====== Selection
The Interpretation Of Cultures (Basic Books Classics) by Geertz Clifford

The Interpretation Of Cultures (Basic Books Classics) by Geertz Clifford

Author:Geertz, Clifford [Geertz, Clifford]
Language: eng
Format: epub
ISBN: 9780786725007
Publisher: Basic Books
Published: 2008-08-05T04:00:00+00:00


Essentialism and Epochalism

The interplay of essentialism and epochalism is not, therefore, a kind of cultural dialectic, a logistic of abstract ideas, but a historical process as concrete as industrialization and as tangible as war. The issues are being fought out not simply at the doctrine and argument level—though there is a great deal of both—but much more importantly in the material transformations that the social structures of all the new states are undergoing. Ideological change is not an independent stream of thought running alongside social process and reflecting (or determining) it, it is a dimension of that process itself.
============
• [Exercise 1] Extract every line of the listing below that contains the word "white".
====== Extracted entries
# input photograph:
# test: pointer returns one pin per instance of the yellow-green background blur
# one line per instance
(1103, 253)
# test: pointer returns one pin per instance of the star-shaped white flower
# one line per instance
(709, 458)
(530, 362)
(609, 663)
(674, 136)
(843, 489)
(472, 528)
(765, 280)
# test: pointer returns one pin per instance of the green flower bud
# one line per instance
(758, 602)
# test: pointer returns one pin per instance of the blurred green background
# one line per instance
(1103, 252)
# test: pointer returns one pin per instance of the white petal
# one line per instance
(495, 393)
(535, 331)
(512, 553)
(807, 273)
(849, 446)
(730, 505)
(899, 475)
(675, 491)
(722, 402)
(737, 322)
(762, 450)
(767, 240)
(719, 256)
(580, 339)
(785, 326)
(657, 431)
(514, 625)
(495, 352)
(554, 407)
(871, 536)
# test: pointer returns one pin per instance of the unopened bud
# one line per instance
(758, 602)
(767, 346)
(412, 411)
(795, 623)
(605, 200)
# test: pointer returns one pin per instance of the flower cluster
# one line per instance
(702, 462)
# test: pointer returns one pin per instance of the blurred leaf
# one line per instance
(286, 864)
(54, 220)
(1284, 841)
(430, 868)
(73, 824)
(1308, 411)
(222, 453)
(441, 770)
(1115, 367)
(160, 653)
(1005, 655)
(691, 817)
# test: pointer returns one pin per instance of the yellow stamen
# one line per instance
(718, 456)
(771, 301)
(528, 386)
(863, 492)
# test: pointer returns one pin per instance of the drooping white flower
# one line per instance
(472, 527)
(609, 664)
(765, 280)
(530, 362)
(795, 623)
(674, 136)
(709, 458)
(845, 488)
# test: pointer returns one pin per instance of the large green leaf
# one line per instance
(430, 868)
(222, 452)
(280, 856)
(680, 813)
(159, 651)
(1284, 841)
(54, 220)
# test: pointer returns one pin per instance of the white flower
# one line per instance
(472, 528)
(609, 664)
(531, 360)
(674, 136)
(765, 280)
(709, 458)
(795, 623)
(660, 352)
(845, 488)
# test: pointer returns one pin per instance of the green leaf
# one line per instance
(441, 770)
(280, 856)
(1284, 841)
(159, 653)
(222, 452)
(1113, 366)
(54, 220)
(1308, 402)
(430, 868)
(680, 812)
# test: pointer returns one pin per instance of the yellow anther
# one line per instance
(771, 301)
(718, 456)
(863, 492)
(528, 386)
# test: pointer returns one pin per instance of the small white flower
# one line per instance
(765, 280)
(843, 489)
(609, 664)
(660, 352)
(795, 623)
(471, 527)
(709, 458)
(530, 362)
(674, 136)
============
• [Exercise 2] In the passage on essentialism and epochalism, what is the historical process said to be as concrete as and as tangible as?

• [Right answer 1]
# test: pointer returns one pin per instance of the star-shaped white flower
# test: pointer returns one pin per instance of the white petal
# test: pointer returns one pin per instance of the drooping white flower
# test: pointer returns one pin per instance of the white flower
# test: pointer returns one pin per instance of the small white flower

• [Right answer 2] It is as concrete as industrialization and as tangible as war.